*SUPPLIED PASSAGE*.
..........
Face Recognition with Facebook DeepFace in Keras

Facebook researchers announced its face recognition model DeepFace. It shows a very close performance to human level. Humans have 97.53% score whereas DeepFace model has 97.35% ± 0.25%. This means that the model can get higher score than human beings sometimes. We will mention DeepFace model within Keras for Python in this post.

zuckerberg-face-recognition — Mark Zuckerberg

Objective

Face recognition is a combination of CNN, Autoencoders and Transfer Learning studies. I strongly recommend you to read How Face Recognition Works post to understand what a face recognition pipeline exactly is.

🙋‍♂️ You may consider to enroll my top-rated machine learning course on Udemy

DeepFace structure

DeepFace model is a 8 layered convolutional neural networks. Each layer is named with a letter and number as seen. Here, number refers to the index from 1 to 8 and letter states the type of layer. C refers to convolutional layer, M refers to max pooling, L refers to locally connected layer and F refers to fully connected layer.

Even though it has a limited number of layers, its parameter size is huge. It is 6 times wider than Facenet and 36 times wider than OpenFace whereas complexity of VGG-Face and DeepFace is close. Imagine that how hard to train the network from scratch.
..........
*REQUIRED TASK A*. In the DeepFace post, what type of layer does the letter L stand for?

*Extracted data entries*.
..........
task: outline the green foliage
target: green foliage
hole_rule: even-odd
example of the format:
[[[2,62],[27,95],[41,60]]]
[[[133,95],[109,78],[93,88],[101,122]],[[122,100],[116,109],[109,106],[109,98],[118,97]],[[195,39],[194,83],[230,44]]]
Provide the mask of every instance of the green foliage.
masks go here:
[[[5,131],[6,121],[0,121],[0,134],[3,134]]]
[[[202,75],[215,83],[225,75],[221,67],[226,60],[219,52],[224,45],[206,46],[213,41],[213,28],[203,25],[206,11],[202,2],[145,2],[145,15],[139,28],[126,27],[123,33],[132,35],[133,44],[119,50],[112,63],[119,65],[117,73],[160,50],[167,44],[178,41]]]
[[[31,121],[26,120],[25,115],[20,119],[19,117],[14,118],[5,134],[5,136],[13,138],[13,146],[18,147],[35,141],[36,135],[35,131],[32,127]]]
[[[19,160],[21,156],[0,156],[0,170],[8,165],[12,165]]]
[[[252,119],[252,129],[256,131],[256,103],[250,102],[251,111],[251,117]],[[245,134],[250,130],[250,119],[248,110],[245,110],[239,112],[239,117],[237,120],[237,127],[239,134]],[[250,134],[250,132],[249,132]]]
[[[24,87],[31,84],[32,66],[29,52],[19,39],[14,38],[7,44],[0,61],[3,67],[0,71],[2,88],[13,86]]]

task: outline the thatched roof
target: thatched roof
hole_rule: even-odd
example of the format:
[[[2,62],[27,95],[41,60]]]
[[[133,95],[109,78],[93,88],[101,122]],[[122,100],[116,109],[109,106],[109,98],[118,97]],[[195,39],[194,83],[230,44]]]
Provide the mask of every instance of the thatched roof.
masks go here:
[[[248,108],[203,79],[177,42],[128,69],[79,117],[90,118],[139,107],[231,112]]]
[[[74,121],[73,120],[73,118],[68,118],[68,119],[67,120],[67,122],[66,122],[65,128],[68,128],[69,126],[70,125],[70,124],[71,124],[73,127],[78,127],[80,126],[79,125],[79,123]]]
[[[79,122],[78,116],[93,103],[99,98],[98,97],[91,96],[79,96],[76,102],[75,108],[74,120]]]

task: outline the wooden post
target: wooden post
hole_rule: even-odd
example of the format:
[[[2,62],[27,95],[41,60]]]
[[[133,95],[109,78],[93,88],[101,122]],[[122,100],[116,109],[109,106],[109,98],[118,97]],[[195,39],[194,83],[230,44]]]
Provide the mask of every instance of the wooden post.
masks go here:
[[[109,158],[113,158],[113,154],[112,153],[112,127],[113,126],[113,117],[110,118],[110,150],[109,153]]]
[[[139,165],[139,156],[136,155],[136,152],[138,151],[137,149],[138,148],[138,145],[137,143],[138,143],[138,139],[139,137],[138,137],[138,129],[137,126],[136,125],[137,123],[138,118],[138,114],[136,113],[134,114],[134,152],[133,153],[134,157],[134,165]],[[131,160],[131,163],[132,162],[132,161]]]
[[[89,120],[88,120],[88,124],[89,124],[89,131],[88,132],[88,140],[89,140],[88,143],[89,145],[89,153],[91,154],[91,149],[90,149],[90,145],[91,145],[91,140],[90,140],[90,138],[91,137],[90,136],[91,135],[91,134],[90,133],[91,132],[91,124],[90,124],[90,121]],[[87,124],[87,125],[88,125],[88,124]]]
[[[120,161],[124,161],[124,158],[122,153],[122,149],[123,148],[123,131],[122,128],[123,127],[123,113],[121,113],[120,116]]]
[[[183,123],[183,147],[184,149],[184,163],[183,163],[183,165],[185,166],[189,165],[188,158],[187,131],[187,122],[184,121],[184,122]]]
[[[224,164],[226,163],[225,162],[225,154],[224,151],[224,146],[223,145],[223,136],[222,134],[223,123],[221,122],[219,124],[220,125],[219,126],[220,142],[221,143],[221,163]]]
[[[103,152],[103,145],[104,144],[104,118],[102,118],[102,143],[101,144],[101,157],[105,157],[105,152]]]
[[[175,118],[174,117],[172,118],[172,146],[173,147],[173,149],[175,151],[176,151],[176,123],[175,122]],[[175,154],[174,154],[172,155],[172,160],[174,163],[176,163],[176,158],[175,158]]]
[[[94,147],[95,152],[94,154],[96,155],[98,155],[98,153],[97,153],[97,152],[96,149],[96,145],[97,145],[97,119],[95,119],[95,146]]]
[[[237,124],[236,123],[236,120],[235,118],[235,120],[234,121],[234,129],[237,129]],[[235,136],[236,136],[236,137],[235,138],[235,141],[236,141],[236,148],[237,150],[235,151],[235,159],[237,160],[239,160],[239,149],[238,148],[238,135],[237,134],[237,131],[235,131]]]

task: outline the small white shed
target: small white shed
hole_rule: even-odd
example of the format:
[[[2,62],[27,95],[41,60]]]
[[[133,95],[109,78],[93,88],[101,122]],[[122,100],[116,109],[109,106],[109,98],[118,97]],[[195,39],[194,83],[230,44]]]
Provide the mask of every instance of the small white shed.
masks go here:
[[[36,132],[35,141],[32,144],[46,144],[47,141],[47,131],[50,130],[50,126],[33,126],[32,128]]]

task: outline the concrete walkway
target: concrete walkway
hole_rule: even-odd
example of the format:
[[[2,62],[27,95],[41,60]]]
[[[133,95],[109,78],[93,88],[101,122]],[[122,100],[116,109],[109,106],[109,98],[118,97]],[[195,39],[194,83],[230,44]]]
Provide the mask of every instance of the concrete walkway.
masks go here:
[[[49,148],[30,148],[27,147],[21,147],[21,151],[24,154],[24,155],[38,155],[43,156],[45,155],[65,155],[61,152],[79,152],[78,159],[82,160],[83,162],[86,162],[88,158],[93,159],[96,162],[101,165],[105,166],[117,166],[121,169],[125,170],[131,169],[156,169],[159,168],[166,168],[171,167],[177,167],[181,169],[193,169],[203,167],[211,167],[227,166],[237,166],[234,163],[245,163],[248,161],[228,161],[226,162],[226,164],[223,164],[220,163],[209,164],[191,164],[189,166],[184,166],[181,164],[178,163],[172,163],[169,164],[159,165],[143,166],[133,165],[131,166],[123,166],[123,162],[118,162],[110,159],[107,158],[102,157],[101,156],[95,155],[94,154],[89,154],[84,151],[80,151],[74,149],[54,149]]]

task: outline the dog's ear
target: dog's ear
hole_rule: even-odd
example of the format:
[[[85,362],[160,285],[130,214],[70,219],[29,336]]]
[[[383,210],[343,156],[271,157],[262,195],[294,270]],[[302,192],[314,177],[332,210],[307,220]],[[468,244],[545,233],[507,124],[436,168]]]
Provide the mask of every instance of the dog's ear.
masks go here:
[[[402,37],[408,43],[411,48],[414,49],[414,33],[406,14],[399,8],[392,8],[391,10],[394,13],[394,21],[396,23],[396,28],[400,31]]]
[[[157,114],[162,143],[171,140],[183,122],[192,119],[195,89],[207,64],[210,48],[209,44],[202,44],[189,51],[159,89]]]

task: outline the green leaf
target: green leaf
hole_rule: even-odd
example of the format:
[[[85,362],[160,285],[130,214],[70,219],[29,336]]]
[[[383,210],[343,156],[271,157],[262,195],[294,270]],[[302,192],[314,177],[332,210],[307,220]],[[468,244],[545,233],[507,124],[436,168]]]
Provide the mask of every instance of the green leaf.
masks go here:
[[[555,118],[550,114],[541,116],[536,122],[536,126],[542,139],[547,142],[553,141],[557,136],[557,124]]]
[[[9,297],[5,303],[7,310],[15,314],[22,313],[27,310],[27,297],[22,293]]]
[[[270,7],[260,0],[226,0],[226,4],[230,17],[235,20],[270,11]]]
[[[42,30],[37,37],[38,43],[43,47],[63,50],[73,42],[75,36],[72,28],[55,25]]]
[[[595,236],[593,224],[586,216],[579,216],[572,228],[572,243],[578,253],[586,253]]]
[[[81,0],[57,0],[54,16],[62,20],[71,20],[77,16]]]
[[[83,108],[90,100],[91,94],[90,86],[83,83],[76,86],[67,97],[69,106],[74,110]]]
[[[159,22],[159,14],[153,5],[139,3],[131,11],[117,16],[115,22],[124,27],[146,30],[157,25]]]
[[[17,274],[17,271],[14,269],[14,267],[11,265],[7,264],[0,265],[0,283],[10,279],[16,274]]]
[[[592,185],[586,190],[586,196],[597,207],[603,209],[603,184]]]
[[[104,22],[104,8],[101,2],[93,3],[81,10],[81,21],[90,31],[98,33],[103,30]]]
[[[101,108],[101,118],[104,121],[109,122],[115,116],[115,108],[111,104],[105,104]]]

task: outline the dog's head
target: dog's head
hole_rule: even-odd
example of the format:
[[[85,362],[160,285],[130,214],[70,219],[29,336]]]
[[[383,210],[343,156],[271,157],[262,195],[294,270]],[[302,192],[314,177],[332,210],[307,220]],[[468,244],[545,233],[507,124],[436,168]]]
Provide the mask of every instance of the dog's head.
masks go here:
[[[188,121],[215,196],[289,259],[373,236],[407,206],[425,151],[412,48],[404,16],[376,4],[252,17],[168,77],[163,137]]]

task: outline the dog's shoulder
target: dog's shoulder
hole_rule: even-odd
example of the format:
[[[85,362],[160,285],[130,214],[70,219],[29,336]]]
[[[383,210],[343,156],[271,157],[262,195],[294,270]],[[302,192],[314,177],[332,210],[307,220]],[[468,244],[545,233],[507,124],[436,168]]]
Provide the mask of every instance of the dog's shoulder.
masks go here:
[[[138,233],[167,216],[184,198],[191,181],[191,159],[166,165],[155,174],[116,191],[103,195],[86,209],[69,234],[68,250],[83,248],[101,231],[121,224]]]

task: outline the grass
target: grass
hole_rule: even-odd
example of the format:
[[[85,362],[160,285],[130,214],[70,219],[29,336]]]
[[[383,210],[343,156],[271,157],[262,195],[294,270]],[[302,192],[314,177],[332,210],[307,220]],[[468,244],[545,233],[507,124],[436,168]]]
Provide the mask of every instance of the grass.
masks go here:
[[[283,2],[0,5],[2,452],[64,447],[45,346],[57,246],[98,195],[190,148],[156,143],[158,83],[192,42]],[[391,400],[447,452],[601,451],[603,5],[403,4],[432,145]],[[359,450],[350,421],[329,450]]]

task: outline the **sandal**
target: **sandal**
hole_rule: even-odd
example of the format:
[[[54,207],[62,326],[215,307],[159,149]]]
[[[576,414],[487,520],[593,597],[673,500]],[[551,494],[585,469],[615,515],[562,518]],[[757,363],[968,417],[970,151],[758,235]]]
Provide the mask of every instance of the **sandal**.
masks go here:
..........
*REQUIRED TASK B*. Show each line of the entries that contains the word "shoulder".

*TASK RESULT A*. A locally connected layer.

*TASK RESULT B*.
task: outline the dog's shoulder
target: dog's shoulder
Provide the mask of every instance of the dog's shoulder.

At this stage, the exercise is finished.